Extract provided:
==*==
Nottinghamshire - 50 Years On

Series

Series Name
Mining Review 19th Year

Issue

Issue No.
8
Date Released
Apr 1966
Stories in this Issue:
  1. 1London - Ideal Home
  2. 2Nottinghamshire - 50 Years On
  3. 3Shropshire - Hunting Country
  4. 4National Story - Right Dress

Story

Story No. within this Issue
2 / 4
Summary
NoS synopsis: A National Coal Board training officer, Fred Draycott, looks back over his 50 years in mining
NCB Commentary - After fifty years of mining, Fred Draycott is taking his last ride up the shaft. He’s a man with no regrets. He’s ending his mining career as training officer at Sutton Colliery in Nottingham. He’s been in training for nine years now, after more than forty spent in the coalfield.
Go back with Fred to the year 1916. He was a boy of thirteen then and on New Year’s day he started at Ormwood Colliery. He left home at half-past four in the morning to get to work by six. The five mile walk was a fair stretch for a young lad. Then came a ten-and-a-half hour day, without meal breaks, working on the screens.
==*==
Task data:
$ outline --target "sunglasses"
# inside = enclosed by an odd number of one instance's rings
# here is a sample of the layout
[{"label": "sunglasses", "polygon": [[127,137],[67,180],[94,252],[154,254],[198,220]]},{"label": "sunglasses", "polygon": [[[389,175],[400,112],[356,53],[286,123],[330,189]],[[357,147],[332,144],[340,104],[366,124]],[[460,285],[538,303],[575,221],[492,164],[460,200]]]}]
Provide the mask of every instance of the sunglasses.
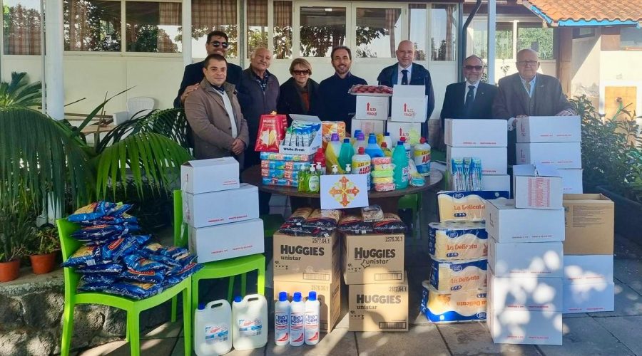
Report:
[{"label": "sunglasses", "polygon": [[210,42],[210,44],[214,47],[218,47],[220,46],[223,48],[227,48],[228,46],[230,46],[230,43],[227,42],[219,42],[218,41],[213,41],[212,42]]}]

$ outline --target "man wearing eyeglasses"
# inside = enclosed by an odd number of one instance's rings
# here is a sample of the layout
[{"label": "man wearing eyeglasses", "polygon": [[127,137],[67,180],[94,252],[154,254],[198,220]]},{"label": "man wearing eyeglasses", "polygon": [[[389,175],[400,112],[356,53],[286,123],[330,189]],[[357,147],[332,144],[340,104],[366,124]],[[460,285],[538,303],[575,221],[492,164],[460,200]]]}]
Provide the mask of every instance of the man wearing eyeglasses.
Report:
[{"label": "man wearing eyeglasses", "polygon": [[509,164],[515,164],[515,131],[517,120],[526,116],[571,116],[576,115],[555,77],[537,73],[537,52],[523,49],[517,52],[517,73],[499,80],[493,103],[493,116],[509,119]]},{"label": "man wearing eyeglasses", "polygon": [[[213,31],[208,34],[208,41],[205,43],[205,51],[208,56],[210,54],[219,54],[225,56],[230,43],[228,41],[228,35],[220,31]],[[185,104],[185,99],[194,90],[198,90],[203,80],[203,62],[192,63],[185,67],[185,73],[183,74],[183,81],[180,82],[180,88],[178,89],[178,95],[174,99],[174,108],[181,108]],[[228,63],[228,78],[226,81],[230,84],[238,85],[240,81],[243,69],[238,66]]]},{"label": "man wearing eyeglasses", "polygon": [[444,132],[444,119],[490,119],[497,87],[482,83],[484,61],[472,55],[464,61],[462,70],[466,81],[446,87],[439,119]]}]

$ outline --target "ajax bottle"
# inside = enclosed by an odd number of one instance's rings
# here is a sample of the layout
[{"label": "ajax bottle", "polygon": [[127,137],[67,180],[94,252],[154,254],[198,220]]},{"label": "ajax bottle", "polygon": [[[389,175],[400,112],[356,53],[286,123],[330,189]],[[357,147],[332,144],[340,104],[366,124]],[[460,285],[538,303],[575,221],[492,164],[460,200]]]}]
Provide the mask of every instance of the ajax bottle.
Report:
[{"label": "ajax bottle", "polygon": [[278,346],[290,343],[290,301],[287,293],[279,293],[274,305],[274,343]]},{"label": "ajax bottle", "polygon": [[199,304],[194,311],[194,351],[198,356],[224,355],[232,349],[232,308],[225,299]]},{"label": "ajax bottle", "polygon": [[304,339],[305,304],[301,300],[301,292],[295,292],[290,303],[290,345],[301,346]]},{"label": "ajax bottle", "polygon": [[305,300],[305,345],[317,345],[319,343],[319,313],[321,305],[317,300],[317,292],[312,290],[307,294]]},{"label": "ajax bottle", "polygon": [[250,294],[232,303],[232,344],[239,350],[263,347],[268,343],[268,300]]}]

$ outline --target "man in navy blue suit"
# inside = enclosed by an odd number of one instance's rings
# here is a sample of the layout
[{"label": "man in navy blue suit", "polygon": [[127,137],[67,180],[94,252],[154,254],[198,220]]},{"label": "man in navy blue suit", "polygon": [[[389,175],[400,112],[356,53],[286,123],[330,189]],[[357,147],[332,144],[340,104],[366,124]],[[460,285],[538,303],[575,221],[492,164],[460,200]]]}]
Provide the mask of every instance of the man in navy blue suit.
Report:
[{"label": "man in navy blue suit", "polygon": [[426,122],[422,122],[422,135],[428,137],[428,119],[434,110],[434,92],[430,73],[420,64],[413,63],[414,59],[414,43],[408,40],[402,41],[397,48],[397,63],[383,68],[377,80],[379,85],[392,87],[402,85],[424,85],[428,95],[428,108]]},{"label": "man in navy blue suit", "polygon": [[446,87],[444,106],[439,115],[442,132],[444,119],[493,118],[493,100],[497,87],[482,83],[484,61],[472,55],[464,61],[462,67],[466,81]]},{"label": "man in navy blue suit", "polygon": [[[229,45],[228,35],[225,32],[213,31],[208,34],[205,51],[208,51],[208,56],[216,53],[225,57]],[[185,66],[185,73],[183,74],[183,81],[180,82],[180,88],[178,89],[178,95],[174,99],[174,108],[182,108],[185,98],[190,93],[198,90],[200,88],[200,82],[205,78],[203,74],[203,62]],[[225,81],[238,86],[243,71],[243,69],[238,66],[228,62],[228,78]]]}]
==*==
Exercises:
1 – Locate every line in the records that contains the string "ajax", and copy each of those lines.
2 – Continue the catalog entry about Fred Draycott's fifty years in mining, beginning right after its final sentence.

Answers for the exercise:
1 –
$ outline --target "ajax bottle"
[{"label": "ajax bottle", "polygon": [[127,137],[67,180],[94,252],[154,254],[198,220]]},{"label": "ajax bottle", "polygon": [[[389,175],[400,112],[356,53],[286,123],[330,189]],[[357,147],[332,144],[340,104],[366,124]],[[460,285],[538,303],[575,221],[492,164],[460,200]]]}]
Provide the mask of every instance of the ajax bottle.
[{"label": "ajax bottle", "polygon": [[278,346],[290,343],[290,301],[287,293],[279,293],[274,305],[274,343]]},{"label": "ajax bottle", "polygon": [[199,304],[194,311],[194,351],[198,356],[224,355],[232,349],[232,308],[225,299]]},{"label": "ajax bottle", "polygon": [[304,339],[305,304],[301,300],[301,292],[295,292],[290,303],[290,345],[301,346]]},{"label": "ajax bottle", "polygon": [[305,300],[305,345],[317,345],[319,343],[319,313],[321,305],[317,300],[317,292],[312,290],[307,294]]},{"label": "ajax bottle", "polygon": [[250,294],[232,303],[232,344],[239,350],[263,347],[268,343],[268,300]]}]

2 –
Six-and-eight a week was his pay, and his father - a grown man - only earned ten-and-seven a shift. It wass on the coal that the money wsa, just as it is today. Nobody trained you into a job; a son followed his father until he could carry on on his own.
Then came the depressions and the strikes of the twenties. In 1921, Fred Draycott was out twenty-six weekd. Half a year’s work was lost to him. Another half-year lost in 1926, and the pattern of insecurity was repeated all through the years between the two World Wars.
But since 1946, Fred Draycott has seen a new industry emerge out of the old. Modern power-loading machines have banished the pick and shovel; powered supports have taken over from timber and iron bars.
When boys come to see him at Sutton Colliery, he can talk to them about the industry from the depth of his own experience. He can tell them how the future will be plotted in mining in terms of men skilled not only in the traditional crafts, but in the techniques of today and of tomorrow.
Fred’s seen the social pattern of the industry change, too, and the growth of amenities undreamt of when he started as a boy. He’s seen the birth and growth of safety rules and proper training, and in all this he’s played his own part.
Mrs. Draycott knows the story too. She could never reckon up how many sandwiches she’s cut for Fred over the years, most of them sliced in the small hours of the morning.
It’s men like Fred Draycott, with long years of service behind them, who have helped guide the forward march of the mining industry of today.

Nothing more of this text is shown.